Page text:
Smoking marijuana seems to have, for many, polarizing effects: either it totally chills you out and lets you forget about day-to-day stresses and hangups, or it intensifies all your worst insecurities, magnifying whatever's bugging you and ratcheting up social awkwardness (or, god forbid, existential dread) to paranoid levels.
For this reason, for many naturally anxious people, smoking pot can be either a godsend, or a completely terrible idea. Which is it gonna be? Here are three things to consider in determining whether cannabis can help you feel better.
The more exposure you have to the plant, the more you know what to expect from the high - and the more adept you probably are at talking yourself down if you accidentally consume too much. According to animal studies cited in Leaf Science, the psychoactive compound in marijuana, THC, only starts to raise anxiety levels "after a certain threshold is passed."
"Although it's hard to predict what your threshold might be, people who use cannabis frequently tend to have a higher threshold. This is because of the desensitization to marijuana, or tolerance, that develops."
In the past, cannabis connoisseurs considered a percentage of high THC the hallmark of "good" weed. As we learn more about the plant's chemical composition, there's an increasing recognition of the medical uses of high-CBD, lower-THC strains like Charlotte's Web and CBD Shark. In addition to anti-inflammatory and anti-nausea effects, "it's evident the chemical compound cannabidiol, commonly known as CBD, is the main ingredient to treat anxiety," according to Anxiety Social Net, which adds that THC can actually ramp up, rather than quell, feelings of panic and stress.

Tasks to carry out:
(A) According to the marijuana article, which compound does Anxiety Social Net call the main ingredient to treat anxiety?
(B) Update everything in the marijuana article from "Smoking marijuana seems" down to "to paranoid levels.", swapping "polarizing" for "opposite".

Natural-language object grounding records
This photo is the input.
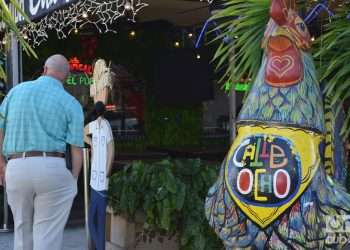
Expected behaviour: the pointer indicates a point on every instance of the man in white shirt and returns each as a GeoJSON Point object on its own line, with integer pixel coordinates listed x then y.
{"type": "Point", "coordinates": [102, 148]}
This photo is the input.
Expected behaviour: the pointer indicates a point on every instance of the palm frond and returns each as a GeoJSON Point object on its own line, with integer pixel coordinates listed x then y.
{"type": "Point", "coordinates": [244, 22]}
{"type": "Point", "coordinates": [11, 27]}
{"type": "Point", "coordinates": [333, 58]}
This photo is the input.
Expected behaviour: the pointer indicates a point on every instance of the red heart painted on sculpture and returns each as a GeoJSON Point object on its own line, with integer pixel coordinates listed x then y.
{"type": "Point", "coordinates": [280, 65]}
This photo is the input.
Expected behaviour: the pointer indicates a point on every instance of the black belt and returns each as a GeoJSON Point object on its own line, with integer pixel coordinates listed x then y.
{"type": "Point", "coordinates": [35, 154]}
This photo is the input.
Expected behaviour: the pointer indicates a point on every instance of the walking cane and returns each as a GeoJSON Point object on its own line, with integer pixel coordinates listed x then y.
{"type": "Point", "coordinates": [86, 195]}
{"type": "Point", "coordinates": [5, 228]}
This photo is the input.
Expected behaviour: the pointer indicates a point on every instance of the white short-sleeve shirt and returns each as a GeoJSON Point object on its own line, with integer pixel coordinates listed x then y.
{"type": "Point", "coordinates": [101, 133]}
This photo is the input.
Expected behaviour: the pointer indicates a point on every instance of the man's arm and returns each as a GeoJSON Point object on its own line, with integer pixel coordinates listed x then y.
{"type": "Point", "coordinates": [110, 159]}
{"type": "Point", "coordinates": [2, 160]}
{"type": "Point", "coordinates": [77, 160]}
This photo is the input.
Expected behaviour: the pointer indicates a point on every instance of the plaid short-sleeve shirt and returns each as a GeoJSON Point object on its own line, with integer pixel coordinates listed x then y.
{"type": "Point", "coordinates": [40, 116]}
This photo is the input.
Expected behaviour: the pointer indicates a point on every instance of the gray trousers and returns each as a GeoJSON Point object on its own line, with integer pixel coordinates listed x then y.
{"type": "Point", "coordinates": [40, 193]}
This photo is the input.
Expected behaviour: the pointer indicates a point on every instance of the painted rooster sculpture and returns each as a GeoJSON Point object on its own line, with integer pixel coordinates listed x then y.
{"type": "Point", "coordinates": [274, 190]}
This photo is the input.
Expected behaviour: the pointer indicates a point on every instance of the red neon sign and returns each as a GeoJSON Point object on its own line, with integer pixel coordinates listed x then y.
{"type": "Point", "coordinates": [75, 65]}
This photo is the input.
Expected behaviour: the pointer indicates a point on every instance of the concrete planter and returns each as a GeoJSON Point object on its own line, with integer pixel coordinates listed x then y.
{"type": "Point", "coordinates": [120, 235]}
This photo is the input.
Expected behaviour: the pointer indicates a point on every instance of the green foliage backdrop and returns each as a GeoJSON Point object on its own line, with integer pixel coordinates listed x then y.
{"type": "Point", "coordinates": [242, 56]}
{"type": "Point", "coordinates": [170, 197]}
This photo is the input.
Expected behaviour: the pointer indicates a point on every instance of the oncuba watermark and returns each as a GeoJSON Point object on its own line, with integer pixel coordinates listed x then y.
{"type": "Point", "coordinates": [338, 229]}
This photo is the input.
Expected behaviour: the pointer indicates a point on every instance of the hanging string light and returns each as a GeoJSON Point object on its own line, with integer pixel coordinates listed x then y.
{"type": "Point", "coordinates": [100, 14]}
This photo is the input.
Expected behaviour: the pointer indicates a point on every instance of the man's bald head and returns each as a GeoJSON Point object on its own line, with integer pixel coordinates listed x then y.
{"type": "Point", "coordinates": [57, 66]}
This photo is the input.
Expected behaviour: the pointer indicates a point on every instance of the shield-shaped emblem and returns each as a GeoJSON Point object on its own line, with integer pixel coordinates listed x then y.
{"type": "Point", "coordinates": [268, 168]}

Your responses:
(A) Cannabidiol, commonly known as CBD.

(B)
Smoking marijuana seems to have, for many, opposite effects: either it totally chills you out and lets you forget about day-to-day stresses and hangups, or it intensifies all your worst insecurities, magnifying whatever's bugging you and ratcheting up social awkwardness (or, god forbid, existential dread) to paranoid levels.